**Provided text**:
=== Begin Enclosure ===

This is a challenge for two reasons. First, because Christian theology has yet to respond adequately to the reality of being a modern human, much less the post-human human. Secondly, because the ethical frameworks for evaluating technology are inadequate to the radically new form of technology that emerges with AI.
The title of the papal encyclical, Magnifica Humanitas, exposes the key problem in its title. It is a problem Olaf Stapleton discussed nearly a century ago in his novel The Starmaker, and which emerges over and again in speculative fiction.
In what sense, knowing the breadth and depth of a universe of uncountable stars, creatures, societies, and civilizations that have risen and disappeared over millions of years, do we humans regard ourselves as "magnificent?" What makes us more than just another evolutionary stage in the line of hominids? Why should all creation groan as it awaits the revealing of who humans can truly be? As Richard Feynman noted, "The stage is too big for the drama."

=== End Enclosure ===

**Dataset content**:

=== Begin Enclosure ===

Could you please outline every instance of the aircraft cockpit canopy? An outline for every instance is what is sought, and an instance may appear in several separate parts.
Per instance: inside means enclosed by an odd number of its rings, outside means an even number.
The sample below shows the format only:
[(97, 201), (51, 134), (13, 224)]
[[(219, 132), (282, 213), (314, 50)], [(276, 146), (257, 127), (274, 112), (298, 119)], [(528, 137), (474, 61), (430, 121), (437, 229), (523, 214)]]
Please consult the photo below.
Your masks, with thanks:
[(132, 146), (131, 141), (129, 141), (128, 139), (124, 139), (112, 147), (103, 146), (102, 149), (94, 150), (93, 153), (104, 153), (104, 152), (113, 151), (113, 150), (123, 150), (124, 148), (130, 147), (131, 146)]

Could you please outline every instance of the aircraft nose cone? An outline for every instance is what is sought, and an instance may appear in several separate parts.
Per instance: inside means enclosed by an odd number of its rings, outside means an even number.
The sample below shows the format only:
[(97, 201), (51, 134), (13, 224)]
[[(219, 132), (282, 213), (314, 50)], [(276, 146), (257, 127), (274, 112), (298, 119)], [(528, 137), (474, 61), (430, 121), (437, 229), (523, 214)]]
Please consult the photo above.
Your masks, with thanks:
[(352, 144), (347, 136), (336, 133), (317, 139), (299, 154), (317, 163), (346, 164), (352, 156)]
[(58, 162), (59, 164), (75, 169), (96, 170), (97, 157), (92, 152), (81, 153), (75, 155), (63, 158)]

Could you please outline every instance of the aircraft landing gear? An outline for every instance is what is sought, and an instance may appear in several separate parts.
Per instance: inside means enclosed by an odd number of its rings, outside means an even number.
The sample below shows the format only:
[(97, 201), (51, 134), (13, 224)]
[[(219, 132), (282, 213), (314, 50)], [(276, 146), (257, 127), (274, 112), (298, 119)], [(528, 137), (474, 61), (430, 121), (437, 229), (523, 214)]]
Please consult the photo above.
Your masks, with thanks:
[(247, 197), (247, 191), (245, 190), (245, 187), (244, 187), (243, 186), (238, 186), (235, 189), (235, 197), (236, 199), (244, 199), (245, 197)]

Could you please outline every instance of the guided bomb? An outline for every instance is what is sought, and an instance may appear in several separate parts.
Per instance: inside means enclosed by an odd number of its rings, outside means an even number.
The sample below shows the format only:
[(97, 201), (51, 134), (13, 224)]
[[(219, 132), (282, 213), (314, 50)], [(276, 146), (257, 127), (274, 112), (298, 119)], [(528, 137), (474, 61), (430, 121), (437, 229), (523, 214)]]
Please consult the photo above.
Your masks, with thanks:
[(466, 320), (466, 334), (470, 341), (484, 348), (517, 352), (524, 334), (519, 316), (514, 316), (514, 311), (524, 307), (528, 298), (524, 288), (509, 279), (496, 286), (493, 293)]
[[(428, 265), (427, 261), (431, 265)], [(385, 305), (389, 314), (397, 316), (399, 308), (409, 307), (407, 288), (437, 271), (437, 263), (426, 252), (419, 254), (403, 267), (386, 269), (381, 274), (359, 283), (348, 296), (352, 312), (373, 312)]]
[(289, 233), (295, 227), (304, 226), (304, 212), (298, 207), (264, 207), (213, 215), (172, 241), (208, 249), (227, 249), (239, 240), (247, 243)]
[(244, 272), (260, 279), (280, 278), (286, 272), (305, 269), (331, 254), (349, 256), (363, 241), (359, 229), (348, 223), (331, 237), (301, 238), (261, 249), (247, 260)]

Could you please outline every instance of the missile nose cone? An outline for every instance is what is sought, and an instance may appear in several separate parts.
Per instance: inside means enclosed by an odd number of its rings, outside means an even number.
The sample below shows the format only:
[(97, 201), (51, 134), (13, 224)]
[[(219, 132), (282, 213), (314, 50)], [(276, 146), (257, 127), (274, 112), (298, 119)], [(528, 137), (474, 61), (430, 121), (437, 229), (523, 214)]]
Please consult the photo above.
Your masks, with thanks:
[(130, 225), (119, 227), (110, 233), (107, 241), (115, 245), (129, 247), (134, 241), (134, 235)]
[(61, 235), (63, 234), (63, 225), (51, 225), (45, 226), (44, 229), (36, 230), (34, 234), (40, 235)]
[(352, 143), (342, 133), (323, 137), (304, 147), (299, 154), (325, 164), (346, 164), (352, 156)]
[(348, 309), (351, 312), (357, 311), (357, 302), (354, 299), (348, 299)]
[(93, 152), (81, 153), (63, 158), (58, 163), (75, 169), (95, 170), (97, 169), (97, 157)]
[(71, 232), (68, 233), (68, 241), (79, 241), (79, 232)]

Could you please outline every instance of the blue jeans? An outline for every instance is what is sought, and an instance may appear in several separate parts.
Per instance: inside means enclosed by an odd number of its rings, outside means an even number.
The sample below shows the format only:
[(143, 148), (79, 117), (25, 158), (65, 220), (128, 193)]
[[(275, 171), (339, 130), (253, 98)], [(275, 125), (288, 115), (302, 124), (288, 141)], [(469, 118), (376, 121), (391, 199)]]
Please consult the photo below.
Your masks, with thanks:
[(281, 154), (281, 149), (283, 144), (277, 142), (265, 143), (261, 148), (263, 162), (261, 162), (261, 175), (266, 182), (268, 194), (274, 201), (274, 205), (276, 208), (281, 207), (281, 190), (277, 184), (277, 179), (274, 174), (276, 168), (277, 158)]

=== End Enclosure ===

**Directions**: Carry the passage about the encyclical Magnifica Humanitas and human magnificence further, starting right after its closing Feynman quotation.

**Task output**:
AI sharpens these questions by placing before us what appears to be an alien mind, equal to or surpassing our own, but unaccounted for by our theological models of reality.
We have the resources to address these questions from within scripture and our theological traditions. The Christian encounter with non-Christian religions has already required a shift away from traditional soteriology to a theology of God's providence that includes but isn't limited to the saving work of Christ.
Scripture and tradition also give us a basis for continually reevaluating what it means to be human. Paul's letters alone provide a rich resource for exploring the nature of our humanity. Absolutist descriptions of humanity are already interrogated by the assertion that humans will be totally transformed in a twinkling of an eye. Paul’s assertion that humanity can be re-embodied even as it puts off the flesh brings a central claim about the resurrection into relation with what it means to be post, or possibly transhuman.
An ethic based in God’s intention to not only preserve but transform creation can address the transformations both imagined and real in an AI age critically.
AI is changing everything. Before we resolved the challenge of modernity we are now faced with the AI age. It is happening far more rapidly that any cultural change in human history. We barely glimpsed it a dozen years ago, and now we are swept up in it, "as in the days of Noah."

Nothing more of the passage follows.